*Text segment:*
Wolves in Sheep's Clothing?
The End, or the Beginning...

Over the last three issues of Alberta Outdoorsmen I have chosen to look at an environmental group active within this province that stemmed from U.S. funding and suspect leadership.

The timing of my treatise was chosen because Alberta’s Land-use Framework is in its initial planning stages and many of Alberta’s environmentalists are trying hard to push their agenda on the process.

A push to have Willmore Wilderness Park given World Heritage status without consultation and against the wishes of those who live and work in this region, as well as a proposed Rock Lake Provincial Park expansion, also gave energy to my pen.

My hope was to at least bring some attention to the fact that not all these groups have legitimate purpose and in fact many have grand designs that not only fail in reason, but also border on the edge of lunacy.

And it appears as though I may have ruffled a few feathers along the way, especially those of the Yellowstone to Yukon Conservation Initiative (Y2Y), the main subject of my treatise.

In a letter from Rob Buffler, Executive Director of Y2Y (see page 12 for the published letter) I am told, “your inflammatory and irresponsible writings divide and weaken our common agenda of conserving wildlife” and “the vast majority of our work is directed toward finding better ways for people and wildlife to co-exist, so that both can thrive in this landscape for centuries to come.”

I am quite positive that Mr. Buffler’s intentions aren’t sinister, but I can’t help but wonder if those directing this organization—namely The Wildlands Project—have been completely honest with those they direct.

And I also have to wonder how Mr. Buffler can buy into the entire scheme, in fact going as far as defending a man such a Dave Foreman.

While it may appear as though I have been a little harsh regarding Y2Y, their agenda must be questioned. If environmental groups are given the right-of-way to proceed without inspection, our ability to work and play in many areas of this province may become limited at best.

*Supplied information:*
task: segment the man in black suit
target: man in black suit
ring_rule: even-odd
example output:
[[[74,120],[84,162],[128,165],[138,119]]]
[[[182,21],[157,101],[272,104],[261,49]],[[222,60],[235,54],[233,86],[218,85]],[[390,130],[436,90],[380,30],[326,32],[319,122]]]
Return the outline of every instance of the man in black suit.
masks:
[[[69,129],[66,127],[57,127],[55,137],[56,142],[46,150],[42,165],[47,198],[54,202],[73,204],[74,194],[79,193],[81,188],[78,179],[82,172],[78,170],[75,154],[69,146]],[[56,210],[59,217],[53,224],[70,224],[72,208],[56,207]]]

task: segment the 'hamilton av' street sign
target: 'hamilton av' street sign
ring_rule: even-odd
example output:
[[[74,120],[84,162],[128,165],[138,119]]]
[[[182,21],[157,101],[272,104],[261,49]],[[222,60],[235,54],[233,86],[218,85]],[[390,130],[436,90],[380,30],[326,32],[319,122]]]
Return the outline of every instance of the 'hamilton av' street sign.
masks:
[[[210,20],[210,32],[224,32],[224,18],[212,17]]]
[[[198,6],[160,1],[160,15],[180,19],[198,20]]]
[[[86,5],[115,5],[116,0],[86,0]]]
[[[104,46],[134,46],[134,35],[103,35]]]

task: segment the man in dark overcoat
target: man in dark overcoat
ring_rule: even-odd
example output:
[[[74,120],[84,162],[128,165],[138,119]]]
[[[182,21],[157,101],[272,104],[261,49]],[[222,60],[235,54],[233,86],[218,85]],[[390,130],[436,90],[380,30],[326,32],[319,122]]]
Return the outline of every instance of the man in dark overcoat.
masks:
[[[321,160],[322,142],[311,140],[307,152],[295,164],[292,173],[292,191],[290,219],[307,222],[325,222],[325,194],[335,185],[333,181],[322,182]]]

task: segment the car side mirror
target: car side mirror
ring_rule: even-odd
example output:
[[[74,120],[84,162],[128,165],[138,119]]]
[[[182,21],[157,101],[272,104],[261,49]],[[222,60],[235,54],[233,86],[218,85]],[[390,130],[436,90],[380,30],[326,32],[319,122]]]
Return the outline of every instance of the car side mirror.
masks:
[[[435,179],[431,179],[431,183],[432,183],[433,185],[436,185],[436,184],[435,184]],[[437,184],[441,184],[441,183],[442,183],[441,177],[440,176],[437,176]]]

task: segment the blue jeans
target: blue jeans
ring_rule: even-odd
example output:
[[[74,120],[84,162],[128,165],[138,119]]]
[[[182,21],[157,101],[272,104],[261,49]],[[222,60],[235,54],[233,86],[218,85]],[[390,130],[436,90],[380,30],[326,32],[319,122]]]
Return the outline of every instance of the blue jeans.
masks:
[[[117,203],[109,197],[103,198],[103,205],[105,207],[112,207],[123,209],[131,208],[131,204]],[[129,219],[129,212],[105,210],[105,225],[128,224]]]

*Exercises:*
(1) Locate each line in the records that contains the string "suit", and copy those lines.
(2) Carry on the opinion piece about environmental groups in Alberta, picking up after its final sentence.

*Expected results:*
(1)
task: segment the man in black suit
target: man in black suit
Return the outline of every instance of the man in black suit.

(2)
Let’s not forget the goal of The Wildlands Project—supported by Y2Y—is to create vast cores of wilderness areas surrounded by protected buffer zones and connected by wildlife corridors stretching across the continent, consuming millions of square kilometres of public and private lands.

Within this targeted zone will come land-use restrictions that will impact everybody, including private property owners who fall within this suggested protected area.

Relatively unknown to the general public, this is the concept of “rewilding”, where a major portion of North America is restored to its ‘original” state—the state before man came along and ruined everything. And this is the ultimate goal of groups like The Wildlands Project and Y2Y.

According to Michael Soulé, chairman to The Wildlands Project, “ achieve ecologically sustainable activities in connectivity zones and in all those ‘compatible use’ yellow-green blotches on the maps in our vision plans...” they must “...create real partnerships with those who mistrust us.”

When scrutinized it becomes quite clear that in order to succeed, these groups must become central players in everything from the development and expansion of provincial, national and wildland parks to the decision-making processes for what may or may not be allowed within those boundaries.

And they long ago recognized the need for strategic alliances, infiltrating government departments, namely Parks Canada, to the point that “green ideology” more than sound science justifies the course in which land-use management decisions are made.

And they do so without the consultation of those who may be affected by their actions.

Few, if any of Alberta’s environmental groups active along Alberta’s eastern slopes have ever approached or consulted with the many stakeholders in the region.

In an email conversation with Bazil Leonard, President of the Willmore Wilderness Foundation (WWF), I was advised that groups such as the Grande Cache Métis Local, also known as the Mountain Métis, nor the WWF have ever been approached by Y2Y.

“The Mountain Métis and the Willmore Wilderness Foundation have vast knowledge of the biodiversity of the eastern slopes and have built databases of information on their homeland. They are intimately connected with the flora and fauna of their region.

“It defies logic that Y2Y is trying to influence the policies of the eastern slopes when they have no concept of the social structure or the rich cultural tapestry of this region,” said Leonard.

And in most cases when environmentalists act, the burden soon falls on other conservation opportunities, including the budgets of wildlife agencies, businesses and the taxpayer.

Environmentalists have agreed that the grizzly bear should be used as the number one critter for Cumulative Effects Models or CEMs. They also contend that no industrial activity should ever take place within areas where grizzly bears habituate.

The reclamation of a mining site provides habitat for sheep, deer, elk and grizzly bears. - photo Duane Radford

But what if industrial activity has little or no impact on grizzly bear populations or movement patterns?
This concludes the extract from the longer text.